**Stored records:**
################
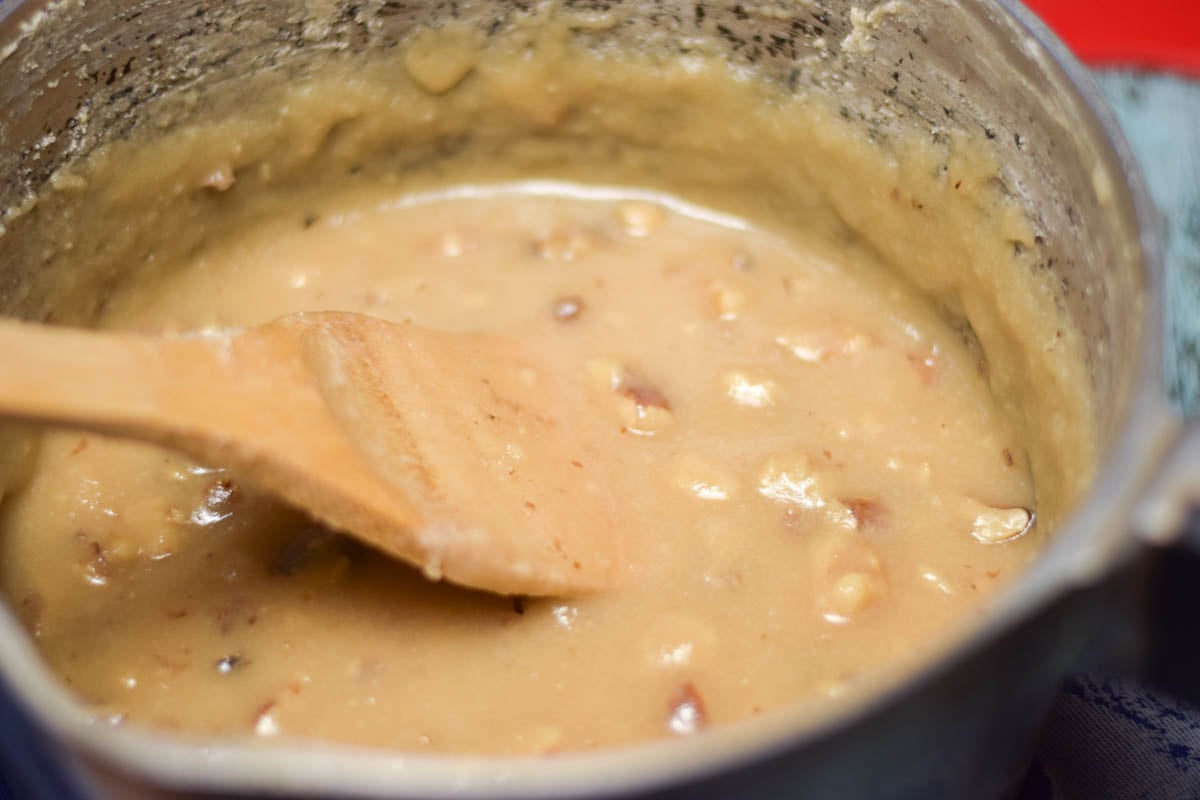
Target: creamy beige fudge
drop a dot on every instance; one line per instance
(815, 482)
################
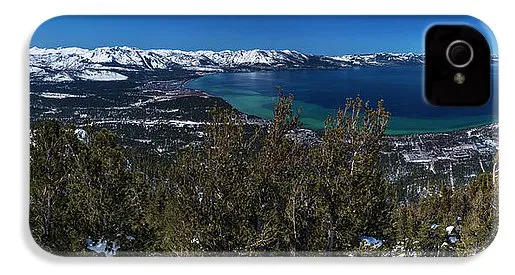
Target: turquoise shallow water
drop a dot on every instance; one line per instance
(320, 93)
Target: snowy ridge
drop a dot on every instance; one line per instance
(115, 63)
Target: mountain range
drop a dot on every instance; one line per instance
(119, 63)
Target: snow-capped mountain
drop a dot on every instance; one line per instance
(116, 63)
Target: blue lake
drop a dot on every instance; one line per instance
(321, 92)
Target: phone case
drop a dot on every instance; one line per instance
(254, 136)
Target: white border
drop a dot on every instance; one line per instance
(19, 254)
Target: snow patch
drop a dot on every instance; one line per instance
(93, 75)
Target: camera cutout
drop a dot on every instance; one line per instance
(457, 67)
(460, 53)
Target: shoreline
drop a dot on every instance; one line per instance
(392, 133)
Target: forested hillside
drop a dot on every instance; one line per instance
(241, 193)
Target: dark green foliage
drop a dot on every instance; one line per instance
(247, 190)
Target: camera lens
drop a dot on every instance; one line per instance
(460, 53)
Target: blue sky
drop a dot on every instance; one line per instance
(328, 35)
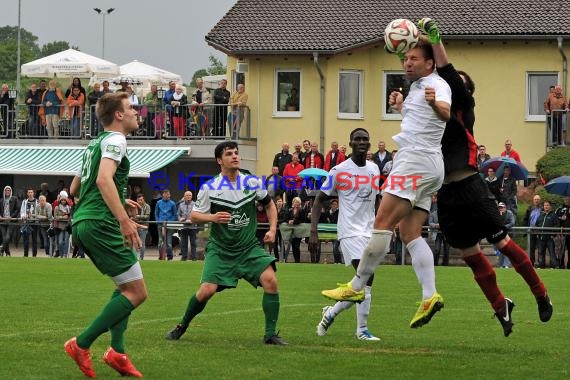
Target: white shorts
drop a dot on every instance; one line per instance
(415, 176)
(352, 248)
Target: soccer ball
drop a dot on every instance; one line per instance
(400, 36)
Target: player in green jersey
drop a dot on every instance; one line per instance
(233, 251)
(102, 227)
################
**What the exercise asks:**
State how many of the lines above contain the string "camera", matching case exactly. Give only the number.

**The result:**
2